Ao Nang Beach

9th MARCH 2020

My sleep is shattered at some ungodly hour by the incessant screeching of cockerels in the bamboo patch next to my unit. As I’m already awake, I figure I might as well have an early start, rising like a zombie to get dressed and packed, before slowly shuffling off for breakfast. I’m served at the reception area, a tiny, open air office outside the basement kitchen consisting of one chair, one desk and a handful of tourist brochures. When my main breakfast arrives it’s a little disappointing – a bland plate of fried egg, hot dog sausage and two triangles of drab-looking processed ham. This sparse offering is what Thais refer to as an ‘American’ breakfast, which turns out to be rather ironic given the miniscule size of the portion. Luckily I’m also given side dishes of toast, water melon and mini bananas which fill the gap and prove far more appetising.

As I eat, the sun is only just starting to creep up over the steep limestone cliffs behind the house. The rest of the sky is an unbroken pale blue, promising a baking hot day for my ride of 85km. I avoid the busy main road when I leave Phang Nga, opting for a quieter route near the coast that also acts as a short cut. My first ten minutes are ridden in the cool, protective shadow of a huge cliff, in direct contrast with the long hot hours that are destined to follow. I ride South, then East, then North as the road negotiates it’s way through a scattered network of tall karst formations. It’s clearly a lot easier to build a road that meanders round these cliffs, rather than tunnelling through them.

Because the road is so flat I’m able to zip along quickly, my speed creating a slight breeze that’s just enough to keep me cool. Normally in this heat my forearms would be glistening with sweat and uncomfortably hot. Today though, they look and feel fine. I cruise through small towns, past temples, mosques, rubber tree plantations, jungle and basic wooden houses. In one town I stop for water at a 7-11, enjoying the store’s air-conditioning as much as the short breather. The girl who serves me must have to upsell as part of her job, asking if I’d like to buy a take-away coffee as well. I tell her that I will, as long as it’s an iced coffee and I can sit inside their air-conditioned shop to drink it. I spend the next ten minutes supping an iced latte and watching the goings on in the world outside. By the time I’m finished I’m actually starting to feel cold, the air-con having worked so well that it’s chilling all the sweat on my torso.

At about the halfway point I rejoin the main highway, speeding along on flat straight roads for a further 20km, before turning off towards Ao Nang and the coast. I don’t stop for lunch until I’ve cycled three-quarters of today’s kilometres, thinking it’s better to leave only a short distance for when I’m lazy and sluggish after food. Lunch is spent in a simple Plastic Chair Cafe, which sits in a cool, shady space underneath the owner’s wooden house. The menu is printed in both Thai and English, a sure sign that I’m getting closer to a tourist hot-spot. Another sign is that the owner seems to have toned down the spiciness of her food to suit Western tastes. I imagine she must go easy on the chillies when cooking for foreigners, but this leaves me with a prawn noodle soup that’s quite tasteless and watery.

- _PROVIDED DATA_:
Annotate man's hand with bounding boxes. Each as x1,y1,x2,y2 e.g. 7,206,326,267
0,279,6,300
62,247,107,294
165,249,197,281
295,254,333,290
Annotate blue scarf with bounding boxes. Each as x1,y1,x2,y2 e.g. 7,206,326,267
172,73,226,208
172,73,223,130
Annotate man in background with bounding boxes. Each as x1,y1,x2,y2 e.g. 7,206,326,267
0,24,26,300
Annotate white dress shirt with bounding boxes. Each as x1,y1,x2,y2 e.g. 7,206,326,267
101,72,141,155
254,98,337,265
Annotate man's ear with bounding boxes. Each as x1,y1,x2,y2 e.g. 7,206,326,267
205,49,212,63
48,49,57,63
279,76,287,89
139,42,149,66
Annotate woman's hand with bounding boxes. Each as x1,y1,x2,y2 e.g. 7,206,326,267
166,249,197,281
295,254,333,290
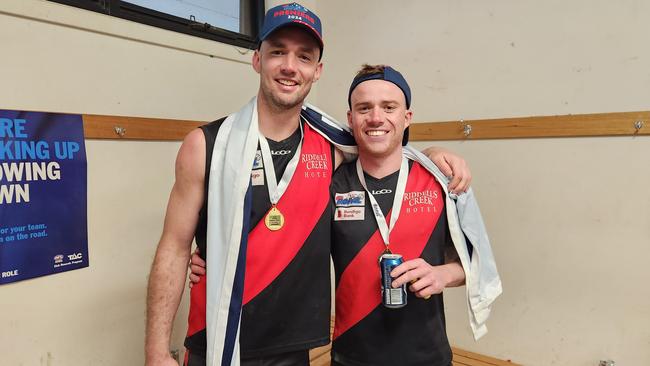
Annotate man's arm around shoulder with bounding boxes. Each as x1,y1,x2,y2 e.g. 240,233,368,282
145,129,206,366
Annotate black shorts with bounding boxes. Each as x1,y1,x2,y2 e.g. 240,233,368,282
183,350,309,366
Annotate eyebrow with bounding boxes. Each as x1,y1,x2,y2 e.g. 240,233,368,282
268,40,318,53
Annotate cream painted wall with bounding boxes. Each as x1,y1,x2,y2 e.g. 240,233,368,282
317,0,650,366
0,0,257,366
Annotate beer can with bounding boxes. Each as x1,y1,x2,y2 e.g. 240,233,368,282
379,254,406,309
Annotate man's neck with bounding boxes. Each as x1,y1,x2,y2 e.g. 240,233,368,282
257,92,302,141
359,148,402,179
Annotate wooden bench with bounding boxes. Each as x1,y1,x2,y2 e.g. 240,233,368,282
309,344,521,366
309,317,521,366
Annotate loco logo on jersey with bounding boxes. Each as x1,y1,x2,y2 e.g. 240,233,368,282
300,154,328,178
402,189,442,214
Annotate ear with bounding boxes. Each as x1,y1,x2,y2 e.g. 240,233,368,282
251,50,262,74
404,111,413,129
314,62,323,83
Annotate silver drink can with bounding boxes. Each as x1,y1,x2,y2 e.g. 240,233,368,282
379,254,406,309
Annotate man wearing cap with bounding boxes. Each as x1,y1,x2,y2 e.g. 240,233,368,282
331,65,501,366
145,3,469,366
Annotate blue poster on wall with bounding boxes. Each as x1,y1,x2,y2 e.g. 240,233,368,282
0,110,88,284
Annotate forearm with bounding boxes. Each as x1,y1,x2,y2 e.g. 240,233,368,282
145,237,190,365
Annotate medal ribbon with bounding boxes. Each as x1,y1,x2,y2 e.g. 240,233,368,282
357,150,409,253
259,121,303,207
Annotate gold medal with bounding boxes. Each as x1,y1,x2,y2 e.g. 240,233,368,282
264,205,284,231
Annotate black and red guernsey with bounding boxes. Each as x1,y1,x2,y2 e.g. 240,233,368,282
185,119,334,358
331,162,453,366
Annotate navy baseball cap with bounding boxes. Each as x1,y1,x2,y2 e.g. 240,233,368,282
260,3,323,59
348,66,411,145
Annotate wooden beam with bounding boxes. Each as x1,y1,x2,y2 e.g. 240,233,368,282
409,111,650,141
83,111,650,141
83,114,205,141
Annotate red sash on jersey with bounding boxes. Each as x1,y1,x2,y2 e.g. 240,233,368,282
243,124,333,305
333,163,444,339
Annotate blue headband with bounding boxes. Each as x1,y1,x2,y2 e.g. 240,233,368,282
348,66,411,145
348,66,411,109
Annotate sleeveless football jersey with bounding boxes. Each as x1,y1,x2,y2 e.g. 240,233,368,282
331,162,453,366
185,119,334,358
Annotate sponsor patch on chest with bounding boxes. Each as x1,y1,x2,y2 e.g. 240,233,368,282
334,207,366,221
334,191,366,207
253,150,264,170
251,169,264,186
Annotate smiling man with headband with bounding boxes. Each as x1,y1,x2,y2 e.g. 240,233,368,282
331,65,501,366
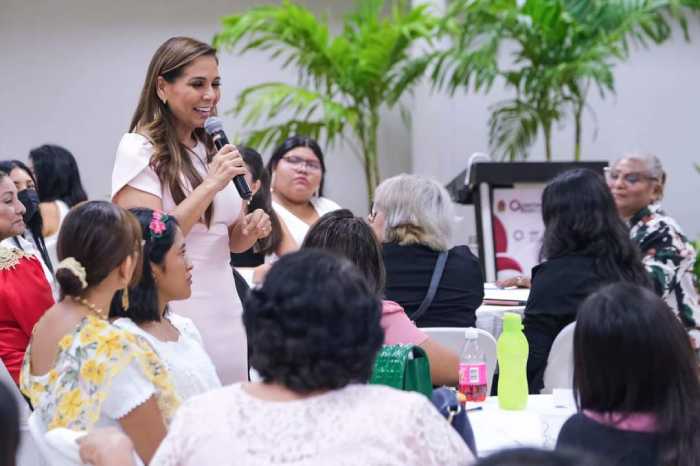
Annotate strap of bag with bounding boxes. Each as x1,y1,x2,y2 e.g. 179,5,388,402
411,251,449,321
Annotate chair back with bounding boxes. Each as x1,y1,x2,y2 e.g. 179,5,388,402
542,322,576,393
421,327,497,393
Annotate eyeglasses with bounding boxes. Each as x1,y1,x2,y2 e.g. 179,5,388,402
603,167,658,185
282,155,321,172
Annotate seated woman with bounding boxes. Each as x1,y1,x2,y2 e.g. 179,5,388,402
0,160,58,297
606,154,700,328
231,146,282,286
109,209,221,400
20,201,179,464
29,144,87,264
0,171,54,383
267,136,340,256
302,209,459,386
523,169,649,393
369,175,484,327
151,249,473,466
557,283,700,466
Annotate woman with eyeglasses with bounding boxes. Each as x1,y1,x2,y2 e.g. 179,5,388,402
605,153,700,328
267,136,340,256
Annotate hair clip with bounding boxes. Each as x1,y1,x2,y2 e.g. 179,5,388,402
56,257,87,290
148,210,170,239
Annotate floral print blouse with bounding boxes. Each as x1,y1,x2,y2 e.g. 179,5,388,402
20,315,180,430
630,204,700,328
---
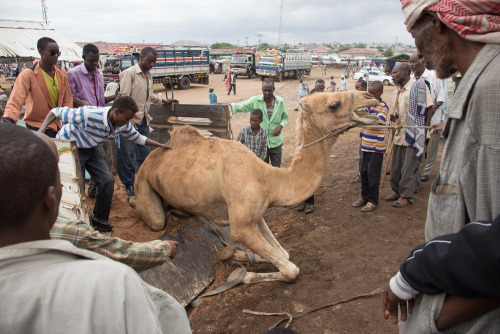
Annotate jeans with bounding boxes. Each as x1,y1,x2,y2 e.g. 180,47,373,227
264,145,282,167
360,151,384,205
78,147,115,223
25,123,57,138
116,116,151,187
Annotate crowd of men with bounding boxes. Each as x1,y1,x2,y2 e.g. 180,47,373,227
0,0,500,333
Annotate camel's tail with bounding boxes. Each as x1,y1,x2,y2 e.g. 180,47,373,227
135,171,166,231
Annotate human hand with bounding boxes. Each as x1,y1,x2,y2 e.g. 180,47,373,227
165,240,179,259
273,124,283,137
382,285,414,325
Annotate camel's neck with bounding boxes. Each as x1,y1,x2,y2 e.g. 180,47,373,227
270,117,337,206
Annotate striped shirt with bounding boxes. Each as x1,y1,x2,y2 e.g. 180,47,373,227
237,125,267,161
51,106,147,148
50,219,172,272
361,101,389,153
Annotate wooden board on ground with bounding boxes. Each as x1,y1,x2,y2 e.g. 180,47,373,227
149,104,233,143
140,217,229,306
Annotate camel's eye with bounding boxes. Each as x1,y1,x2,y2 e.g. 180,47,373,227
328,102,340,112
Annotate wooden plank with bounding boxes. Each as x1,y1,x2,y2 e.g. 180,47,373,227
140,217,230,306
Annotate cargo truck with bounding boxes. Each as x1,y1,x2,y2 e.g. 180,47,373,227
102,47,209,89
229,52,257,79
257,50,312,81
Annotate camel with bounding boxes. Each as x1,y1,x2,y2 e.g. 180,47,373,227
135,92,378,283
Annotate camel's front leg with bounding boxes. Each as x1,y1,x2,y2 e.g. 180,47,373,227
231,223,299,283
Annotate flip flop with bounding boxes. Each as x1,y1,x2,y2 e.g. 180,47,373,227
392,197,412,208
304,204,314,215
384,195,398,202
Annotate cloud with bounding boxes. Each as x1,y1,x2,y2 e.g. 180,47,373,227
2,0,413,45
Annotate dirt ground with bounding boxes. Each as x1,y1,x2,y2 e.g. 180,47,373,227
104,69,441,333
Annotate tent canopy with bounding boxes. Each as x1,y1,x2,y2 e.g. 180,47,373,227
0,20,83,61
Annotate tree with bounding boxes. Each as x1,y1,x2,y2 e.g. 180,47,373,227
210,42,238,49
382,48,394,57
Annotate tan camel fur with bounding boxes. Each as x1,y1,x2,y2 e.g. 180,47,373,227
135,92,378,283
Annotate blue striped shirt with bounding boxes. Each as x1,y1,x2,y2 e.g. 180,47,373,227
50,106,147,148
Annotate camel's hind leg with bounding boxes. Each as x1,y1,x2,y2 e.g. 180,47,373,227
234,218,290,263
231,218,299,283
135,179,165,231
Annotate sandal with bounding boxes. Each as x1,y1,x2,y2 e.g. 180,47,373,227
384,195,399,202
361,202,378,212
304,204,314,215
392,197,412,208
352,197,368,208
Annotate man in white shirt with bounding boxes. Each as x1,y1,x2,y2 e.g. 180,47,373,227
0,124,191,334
---
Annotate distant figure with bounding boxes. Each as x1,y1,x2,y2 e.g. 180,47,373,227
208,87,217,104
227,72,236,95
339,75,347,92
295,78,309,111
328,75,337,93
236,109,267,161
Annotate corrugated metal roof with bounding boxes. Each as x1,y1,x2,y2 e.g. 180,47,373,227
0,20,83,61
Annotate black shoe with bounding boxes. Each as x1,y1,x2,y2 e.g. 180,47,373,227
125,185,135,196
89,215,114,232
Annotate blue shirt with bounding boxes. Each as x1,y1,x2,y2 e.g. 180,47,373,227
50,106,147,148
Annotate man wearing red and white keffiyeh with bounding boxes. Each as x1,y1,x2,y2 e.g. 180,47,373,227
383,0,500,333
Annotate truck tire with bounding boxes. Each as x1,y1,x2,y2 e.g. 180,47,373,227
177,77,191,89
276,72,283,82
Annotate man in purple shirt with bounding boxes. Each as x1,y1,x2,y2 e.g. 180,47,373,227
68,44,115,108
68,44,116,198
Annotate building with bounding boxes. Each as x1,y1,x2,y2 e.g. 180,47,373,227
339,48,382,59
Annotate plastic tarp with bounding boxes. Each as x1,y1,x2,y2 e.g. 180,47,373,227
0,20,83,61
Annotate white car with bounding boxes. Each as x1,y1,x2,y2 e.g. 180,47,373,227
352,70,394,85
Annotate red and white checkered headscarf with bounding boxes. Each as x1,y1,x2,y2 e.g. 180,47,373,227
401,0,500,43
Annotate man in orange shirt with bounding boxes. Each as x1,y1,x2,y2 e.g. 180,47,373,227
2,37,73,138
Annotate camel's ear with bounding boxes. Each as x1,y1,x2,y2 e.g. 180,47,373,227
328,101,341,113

- _WORK TO COMPLETE_:
A. Answer these questions using the Ao Nang Beach text:
(i) How many kilometers long is the day's ride?
(ii) What does the narrator drink inside the 7-11?
(iii) What dish is served at lunch?
B. Duplicate part of the Ao Nang Beach text word for word. Begin at the words "As I eat, the" and stop after "tunnelling through them.".

- _ANSWERS FOR THIS EXERCISE_:
A.
(i) 85km
(ii) An iced latte
(iii) A prawn noodle soup

B.
As I eat, the sun is only just starting to creep up over the steep limestone cliffs behind the house. The rest of the sky is an unbroken pale blue, promising a baking hot day for my ride of 85km. I avoid the busy main road when I leave Phang Nga, opting for a quieter route near the coast that also acts as a short cut. My first ten minutes are ridden in the cool, protective shadow of a huge cliff, in direct contrast with the long hot hours that are destined to follow. I ride South, then East, then North as the road negotiates it’s way through a scattered network of tall karst formations. It’s clearly a lot easier to build a road that meanders round these cliffs, rather than tunnelling through them.